[WHAT YOU ARE ASKED TO DO] Within the records below, how many lines hold the string "pergola"? State that number and nothing else.

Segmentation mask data

··········

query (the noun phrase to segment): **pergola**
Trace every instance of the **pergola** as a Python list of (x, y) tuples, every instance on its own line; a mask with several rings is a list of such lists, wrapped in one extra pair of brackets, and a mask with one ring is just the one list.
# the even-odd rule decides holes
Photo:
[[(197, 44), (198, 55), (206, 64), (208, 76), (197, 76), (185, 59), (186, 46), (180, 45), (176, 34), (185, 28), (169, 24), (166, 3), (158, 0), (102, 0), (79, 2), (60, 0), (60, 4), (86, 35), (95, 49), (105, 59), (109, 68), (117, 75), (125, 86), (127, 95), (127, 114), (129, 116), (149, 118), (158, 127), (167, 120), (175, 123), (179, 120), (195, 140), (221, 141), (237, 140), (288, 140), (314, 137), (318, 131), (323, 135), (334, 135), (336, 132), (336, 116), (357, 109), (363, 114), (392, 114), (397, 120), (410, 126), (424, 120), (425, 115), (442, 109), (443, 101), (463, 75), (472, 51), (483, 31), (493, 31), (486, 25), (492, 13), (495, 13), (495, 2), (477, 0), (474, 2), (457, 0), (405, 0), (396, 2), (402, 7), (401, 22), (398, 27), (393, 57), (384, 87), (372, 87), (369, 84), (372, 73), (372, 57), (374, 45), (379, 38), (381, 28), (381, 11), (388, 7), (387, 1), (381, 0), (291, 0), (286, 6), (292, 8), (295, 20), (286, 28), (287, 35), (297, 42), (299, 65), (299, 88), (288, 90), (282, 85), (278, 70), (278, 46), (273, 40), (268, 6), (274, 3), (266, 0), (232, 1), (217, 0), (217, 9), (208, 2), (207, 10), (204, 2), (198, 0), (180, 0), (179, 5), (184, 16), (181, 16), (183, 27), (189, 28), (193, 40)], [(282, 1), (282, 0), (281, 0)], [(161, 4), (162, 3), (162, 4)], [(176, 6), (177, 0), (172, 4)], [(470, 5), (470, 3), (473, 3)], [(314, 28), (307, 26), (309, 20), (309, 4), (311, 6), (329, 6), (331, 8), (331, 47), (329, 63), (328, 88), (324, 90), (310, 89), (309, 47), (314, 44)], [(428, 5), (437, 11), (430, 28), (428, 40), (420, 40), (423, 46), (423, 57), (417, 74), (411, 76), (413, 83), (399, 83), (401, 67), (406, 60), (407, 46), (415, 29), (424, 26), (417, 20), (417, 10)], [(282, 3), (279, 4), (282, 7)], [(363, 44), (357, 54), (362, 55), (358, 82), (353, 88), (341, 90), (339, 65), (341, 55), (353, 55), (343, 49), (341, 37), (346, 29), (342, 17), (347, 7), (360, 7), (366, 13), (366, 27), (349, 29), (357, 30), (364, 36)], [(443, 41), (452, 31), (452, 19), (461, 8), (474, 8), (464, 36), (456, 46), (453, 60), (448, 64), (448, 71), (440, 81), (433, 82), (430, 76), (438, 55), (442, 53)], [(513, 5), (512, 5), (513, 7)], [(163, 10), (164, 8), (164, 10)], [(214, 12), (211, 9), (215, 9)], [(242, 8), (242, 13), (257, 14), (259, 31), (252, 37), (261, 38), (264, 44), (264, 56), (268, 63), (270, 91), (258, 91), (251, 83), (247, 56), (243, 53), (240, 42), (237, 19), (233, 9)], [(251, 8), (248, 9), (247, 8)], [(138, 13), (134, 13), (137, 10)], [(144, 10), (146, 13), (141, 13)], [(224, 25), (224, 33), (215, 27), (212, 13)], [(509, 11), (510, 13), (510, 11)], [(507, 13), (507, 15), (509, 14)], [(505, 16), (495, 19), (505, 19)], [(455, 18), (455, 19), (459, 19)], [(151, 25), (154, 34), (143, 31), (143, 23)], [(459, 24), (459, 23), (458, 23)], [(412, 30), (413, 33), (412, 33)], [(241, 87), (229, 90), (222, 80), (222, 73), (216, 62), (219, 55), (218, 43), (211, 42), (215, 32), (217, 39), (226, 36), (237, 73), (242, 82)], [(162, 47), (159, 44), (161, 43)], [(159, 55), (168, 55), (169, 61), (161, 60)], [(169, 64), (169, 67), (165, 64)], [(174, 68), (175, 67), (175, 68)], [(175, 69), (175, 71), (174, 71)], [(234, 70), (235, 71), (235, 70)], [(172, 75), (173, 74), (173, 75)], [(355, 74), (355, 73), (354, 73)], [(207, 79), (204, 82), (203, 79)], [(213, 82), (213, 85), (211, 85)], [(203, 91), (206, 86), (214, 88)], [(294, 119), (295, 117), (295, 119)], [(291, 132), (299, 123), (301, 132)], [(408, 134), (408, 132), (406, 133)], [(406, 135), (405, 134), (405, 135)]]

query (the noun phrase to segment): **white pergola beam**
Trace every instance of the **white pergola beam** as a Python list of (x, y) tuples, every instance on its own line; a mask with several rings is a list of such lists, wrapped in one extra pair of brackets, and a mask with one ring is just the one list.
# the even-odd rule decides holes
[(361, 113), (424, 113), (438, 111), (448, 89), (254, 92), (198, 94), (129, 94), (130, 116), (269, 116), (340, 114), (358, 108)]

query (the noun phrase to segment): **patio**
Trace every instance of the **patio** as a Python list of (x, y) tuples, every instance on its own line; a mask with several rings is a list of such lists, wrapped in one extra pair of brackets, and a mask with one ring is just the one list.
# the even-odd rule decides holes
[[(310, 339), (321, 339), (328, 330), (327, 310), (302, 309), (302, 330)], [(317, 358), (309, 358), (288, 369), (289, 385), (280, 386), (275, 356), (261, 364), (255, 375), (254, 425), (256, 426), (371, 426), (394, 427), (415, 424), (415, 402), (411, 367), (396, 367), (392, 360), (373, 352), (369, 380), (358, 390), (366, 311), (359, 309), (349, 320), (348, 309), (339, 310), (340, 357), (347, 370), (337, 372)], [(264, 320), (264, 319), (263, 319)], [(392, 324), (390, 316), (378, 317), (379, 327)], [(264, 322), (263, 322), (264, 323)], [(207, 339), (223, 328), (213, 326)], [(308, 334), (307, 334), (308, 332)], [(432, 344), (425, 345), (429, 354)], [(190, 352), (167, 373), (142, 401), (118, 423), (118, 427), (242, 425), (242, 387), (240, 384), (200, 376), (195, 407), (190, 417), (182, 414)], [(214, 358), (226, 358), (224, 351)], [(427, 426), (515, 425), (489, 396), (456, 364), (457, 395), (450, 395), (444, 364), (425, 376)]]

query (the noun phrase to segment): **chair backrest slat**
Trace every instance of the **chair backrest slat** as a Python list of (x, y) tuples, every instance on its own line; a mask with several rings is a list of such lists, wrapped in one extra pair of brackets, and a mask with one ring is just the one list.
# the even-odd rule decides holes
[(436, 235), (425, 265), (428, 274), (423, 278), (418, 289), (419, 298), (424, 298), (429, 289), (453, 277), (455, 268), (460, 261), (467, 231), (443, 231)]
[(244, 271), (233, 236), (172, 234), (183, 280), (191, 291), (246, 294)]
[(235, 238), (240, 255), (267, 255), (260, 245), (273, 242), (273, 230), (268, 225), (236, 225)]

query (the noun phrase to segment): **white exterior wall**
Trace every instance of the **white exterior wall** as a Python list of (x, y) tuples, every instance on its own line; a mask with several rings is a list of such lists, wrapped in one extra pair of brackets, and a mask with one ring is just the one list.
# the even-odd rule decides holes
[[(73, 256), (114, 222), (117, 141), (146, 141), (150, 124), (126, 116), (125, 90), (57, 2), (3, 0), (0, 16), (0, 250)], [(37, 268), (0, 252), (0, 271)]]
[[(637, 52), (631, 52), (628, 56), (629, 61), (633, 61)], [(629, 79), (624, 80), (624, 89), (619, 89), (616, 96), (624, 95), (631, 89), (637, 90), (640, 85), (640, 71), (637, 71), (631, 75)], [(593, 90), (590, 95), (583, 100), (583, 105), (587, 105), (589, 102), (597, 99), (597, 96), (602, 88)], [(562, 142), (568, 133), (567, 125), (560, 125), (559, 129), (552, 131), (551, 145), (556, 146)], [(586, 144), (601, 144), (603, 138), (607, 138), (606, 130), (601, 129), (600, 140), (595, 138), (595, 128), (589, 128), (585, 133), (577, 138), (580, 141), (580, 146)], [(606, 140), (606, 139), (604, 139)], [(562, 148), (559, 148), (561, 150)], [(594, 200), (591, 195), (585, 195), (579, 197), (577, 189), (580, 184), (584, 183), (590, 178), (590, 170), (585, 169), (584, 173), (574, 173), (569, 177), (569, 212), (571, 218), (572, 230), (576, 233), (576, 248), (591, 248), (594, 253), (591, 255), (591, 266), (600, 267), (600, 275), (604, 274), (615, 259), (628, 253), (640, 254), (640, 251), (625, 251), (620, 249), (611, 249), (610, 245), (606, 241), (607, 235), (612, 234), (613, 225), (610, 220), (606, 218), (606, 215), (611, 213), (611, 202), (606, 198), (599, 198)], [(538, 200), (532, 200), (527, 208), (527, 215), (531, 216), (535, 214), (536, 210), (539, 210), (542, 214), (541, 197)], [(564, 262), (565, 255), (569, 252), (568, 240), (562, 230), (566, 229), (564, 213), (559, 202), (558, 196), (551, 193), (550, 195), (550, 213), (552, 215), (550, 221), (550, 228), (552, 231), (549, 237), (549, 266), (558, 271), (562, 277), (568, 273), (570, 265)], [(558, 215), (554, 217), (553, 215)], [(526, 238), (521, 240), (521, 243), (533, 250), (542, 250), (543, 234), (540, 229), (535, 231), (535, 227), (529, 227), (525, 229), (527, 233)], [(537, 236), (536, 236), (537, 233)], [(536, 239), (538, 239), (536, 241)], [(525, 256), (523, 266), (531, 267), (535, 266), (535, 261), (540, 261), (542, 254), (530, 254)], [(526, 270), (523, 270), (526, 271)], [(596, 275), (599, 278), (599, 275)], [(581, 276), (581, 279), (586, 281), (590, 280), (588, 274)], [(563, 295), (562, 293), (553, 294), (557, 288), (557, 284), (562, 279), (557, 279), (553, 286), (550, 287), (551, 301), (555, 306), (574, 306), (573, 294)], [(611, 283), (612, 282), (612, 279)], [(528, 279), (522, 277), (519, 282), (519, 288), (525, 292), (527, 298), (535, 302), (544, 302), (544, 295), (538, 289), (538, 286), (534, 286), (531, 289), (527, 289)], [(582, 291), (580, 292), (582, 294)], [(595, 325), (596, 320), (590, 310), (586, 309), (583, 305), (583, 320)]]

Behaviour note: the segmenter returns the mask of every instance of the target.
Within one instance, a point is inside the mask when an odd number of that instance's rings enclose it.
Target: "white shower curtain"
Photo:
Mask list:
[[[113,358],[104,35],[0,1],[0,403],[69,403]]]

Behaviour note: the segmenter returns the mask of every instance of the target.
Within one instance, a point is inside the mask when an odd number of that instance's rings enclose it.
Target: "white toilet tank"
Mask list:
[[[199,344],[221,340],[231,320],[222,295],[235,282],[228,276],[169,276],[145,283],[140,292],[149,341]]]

··········

[WRITTEN REPLY] 4